▶ **WORK REQUIRED**: Copy out exactly every line from the line containing "glass with a single point per instance." until the records below end, inclusive of both boundary lines.
::: INPUT MATERIAL
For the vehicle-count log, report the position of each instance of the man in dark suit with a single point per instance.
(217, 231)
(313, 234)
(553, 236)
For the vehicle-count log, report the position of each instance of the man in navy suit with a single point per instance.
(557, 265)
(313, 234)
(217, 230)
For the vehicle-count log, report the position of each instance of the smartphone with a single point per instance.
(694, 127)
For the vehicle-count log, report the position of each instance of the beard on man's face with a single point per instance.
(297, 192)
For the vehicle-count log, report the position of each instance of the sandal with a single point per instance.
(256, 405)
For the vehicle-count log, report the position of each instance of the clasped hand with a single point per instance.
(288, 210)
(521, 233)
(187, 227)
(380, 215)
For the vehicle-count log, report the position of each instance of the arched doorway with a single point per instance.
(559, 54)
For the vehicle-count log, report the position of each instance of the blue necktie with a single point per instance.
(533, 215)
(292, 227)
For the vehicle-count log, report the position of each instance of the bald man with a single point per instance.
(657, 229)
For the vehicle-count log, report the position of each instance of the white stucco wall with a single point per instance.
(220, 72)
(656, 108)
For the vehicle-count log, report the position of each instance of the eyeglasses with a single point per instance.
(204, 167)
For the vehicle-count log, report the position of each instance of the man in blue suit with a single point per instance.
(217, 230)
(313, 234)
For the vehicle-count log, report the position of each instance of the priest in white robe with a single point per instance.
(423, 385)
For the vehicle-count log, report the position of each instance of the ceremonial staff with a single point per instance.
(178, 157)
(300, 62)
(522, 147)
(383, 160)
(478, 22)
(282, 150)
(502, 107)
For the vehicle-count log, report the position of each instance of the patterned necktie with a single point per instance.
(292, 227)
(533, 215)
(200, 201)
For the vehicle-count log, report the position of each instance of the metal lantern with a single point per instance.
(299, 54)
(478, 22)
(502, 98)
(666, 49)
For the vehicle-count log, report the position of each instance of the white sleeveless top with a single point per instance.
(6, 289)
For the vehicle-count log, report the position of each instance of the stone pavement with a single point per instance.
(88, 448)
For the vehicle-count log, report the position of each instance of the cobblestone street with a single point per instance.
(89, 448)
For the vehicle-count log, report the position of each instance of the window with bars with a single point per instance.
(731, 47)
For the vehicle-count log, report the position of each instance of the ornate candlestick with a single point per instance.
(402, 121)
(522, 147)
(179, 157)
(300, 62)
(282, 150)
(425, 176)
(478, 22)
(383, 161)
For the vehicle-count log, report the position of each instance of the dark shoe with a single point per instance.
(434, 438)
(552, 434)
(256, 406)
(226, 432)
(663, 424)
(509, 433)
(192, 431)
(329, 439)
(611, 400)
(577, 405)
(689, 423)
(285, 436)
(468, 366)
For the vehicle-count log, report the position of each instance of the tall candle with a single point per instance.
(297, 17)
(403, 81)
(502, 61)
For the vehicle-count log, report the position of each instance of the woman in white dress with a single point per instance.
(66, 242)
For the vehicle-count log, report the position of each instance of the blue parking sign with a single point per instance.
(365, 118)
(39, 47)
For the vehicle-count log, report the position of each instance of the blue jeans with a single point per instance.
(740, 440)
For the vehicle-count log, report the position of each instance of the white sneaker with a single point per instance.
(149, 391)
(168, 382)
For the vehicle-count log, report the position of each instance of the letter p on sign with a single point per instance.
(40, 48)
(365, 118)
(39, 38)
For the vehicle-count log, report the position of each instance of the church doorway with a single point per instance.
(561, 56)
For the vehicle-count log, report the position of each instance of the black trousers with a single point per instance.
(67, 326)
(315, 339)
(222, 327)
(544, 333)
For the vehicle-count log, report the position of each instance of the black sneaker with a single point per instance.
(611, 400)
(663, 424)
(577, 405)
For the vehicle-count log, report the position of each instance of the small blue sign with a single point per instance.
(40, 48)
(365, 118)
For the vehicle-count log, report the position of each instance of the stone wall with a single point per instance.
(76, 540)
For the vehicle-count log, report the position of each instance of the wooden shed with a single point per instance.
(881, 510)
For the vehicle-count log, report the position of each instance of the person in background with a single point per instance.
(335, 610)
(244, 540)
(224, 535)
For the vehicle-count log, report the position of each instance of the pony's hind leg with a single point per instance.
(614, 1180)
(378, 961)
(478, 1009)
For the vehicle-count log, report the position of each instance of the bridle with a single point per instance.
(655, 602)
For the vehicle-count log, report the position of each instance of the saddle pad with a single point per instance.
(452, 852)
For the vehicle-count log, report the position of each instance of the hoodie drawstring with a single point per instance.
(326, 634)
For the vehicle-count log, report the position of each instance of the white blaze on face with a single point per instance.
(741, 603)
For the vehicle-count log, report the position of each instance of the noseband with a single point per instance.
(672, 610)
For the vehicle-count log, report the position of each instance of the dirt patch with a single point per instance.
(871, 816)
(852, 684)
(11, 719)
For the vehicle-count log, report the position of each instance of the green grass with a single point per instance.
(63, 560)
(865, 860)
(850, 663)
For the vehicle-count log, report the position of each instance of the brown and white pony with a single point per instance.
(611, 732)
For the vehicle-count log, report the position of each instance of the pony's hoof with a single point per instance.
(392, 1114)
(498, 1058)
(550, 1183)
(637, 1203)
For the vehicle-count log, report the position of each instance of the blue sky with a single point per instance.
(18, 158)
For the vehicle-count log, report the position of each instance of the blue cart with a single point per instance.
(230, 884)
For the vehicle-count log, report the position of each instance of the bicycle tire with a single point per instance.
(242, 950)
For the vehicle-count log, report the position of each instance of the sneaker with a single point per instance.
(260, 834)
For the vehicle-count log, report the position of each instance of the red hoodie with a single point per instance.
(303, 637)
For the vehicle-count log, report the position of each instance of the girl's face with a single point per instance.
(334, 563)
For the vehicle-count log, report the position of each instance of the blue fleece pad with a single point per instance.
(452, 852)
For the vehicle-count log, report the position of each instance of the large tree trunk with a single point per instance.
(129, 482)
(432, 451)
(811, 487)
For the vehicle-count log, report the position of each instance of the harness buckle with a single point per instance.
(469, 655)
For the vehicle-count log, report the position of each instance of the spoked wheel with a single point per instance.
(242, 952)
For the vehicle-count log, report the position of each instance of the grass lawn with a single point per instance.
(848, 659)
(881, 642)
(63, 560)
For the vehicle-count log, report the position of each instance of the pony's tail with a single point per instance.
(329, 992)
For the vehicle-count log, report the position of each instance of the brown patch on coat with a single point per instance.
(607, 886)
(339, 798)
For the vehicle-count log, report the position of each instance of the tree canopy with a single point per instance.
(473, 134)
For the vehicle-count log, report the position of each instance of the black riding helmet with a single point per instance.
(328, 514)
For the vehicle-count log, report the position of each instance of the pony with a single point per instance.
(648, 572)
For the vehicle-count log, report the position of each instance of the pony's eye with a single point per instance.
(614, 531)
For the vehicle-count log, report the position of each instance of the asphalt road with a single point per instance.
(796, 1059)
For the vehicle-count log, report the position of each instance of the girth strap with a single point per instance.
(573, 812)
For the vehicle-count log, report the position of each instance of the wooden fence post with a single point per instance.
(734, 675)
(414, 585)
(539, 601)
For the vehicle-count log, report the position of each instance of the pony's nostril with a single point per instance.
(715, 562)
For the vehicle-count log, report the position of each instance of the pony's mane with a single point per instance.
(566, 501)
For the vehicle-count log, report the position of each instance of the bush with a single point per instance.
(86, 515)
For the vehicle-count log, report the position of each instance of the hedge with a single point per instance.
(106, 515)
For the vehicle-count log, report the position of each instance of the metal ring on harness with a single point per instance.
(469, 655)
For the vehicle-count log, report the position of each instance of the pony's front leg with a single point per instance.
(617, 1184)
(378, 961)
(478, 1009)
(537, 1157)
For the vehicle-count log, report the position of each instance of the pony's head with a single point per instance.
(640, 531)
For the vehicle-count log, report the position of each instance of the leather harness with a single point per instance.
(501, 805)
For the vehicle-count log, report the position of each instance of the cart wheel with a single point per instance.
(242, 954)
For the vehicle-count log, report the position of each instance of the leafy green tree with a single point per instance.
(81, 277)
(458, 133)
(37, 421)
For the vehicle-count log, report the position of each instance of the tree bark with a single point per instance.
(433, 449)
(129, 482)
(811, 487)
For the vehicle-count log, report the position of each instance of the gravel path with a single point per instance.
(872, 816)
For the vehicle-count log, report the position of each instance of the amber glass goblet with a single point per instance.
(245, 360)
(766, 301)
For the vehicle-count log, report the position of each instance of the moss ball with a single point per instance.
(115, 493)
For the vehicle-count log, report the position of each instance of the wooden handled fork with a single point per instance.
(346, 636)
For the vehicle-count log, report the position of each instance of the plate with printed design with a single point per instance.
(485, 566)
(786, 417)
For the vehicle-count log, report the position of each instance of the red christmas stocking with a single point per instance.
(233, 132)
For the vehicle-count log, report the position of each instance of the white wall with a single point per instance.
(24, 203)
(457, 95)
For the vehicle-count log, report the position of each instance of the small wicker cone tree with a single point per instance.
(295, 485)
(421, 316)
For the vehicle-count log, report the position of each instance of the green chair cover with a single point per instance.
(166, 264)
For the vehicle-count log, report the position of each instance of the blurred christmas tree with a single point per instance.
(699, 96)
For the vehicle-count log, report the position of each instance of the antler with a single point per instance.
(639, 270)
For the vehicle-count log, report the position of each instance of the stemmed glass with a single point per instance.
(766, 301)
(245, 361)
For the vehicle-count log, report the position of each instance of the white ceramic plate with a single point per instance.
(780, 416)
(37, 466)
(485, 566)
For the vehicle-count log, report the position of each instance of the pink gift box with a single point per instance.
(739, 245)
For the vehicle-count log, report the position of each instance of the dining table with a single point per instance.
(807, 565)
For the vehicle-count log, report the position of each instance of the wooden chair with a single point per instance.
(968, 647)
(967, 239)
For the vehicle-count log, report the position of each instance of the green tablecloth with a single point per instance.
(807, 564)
::::::
▶ **TASK RESULT**:
For the vehicle-count log, report the position of each instance of the stemmed glass with a single point per instance.
(766, 301)
(245, 361)
For the vehicle-count log, report the position of each instance of the white ceramic plate with a single point per instance.
(780, 416)
(37, 466)
(485, 566)
For the vehicle-count log, report the position of each instance of the pink gift box with a single point per instance.
(739, 245)
For the vehicle-count log, report the position of each instance of the dining table with a single point per instance.
(807, 565)
For the vehicle-count log, report the position of each instance of the wooden chair with a single point per instance.
(968, 647)
(967, 239)
For the vehicle-count log, report the position of each instance of the green tablecloth with a single point per instance.
(807, 564)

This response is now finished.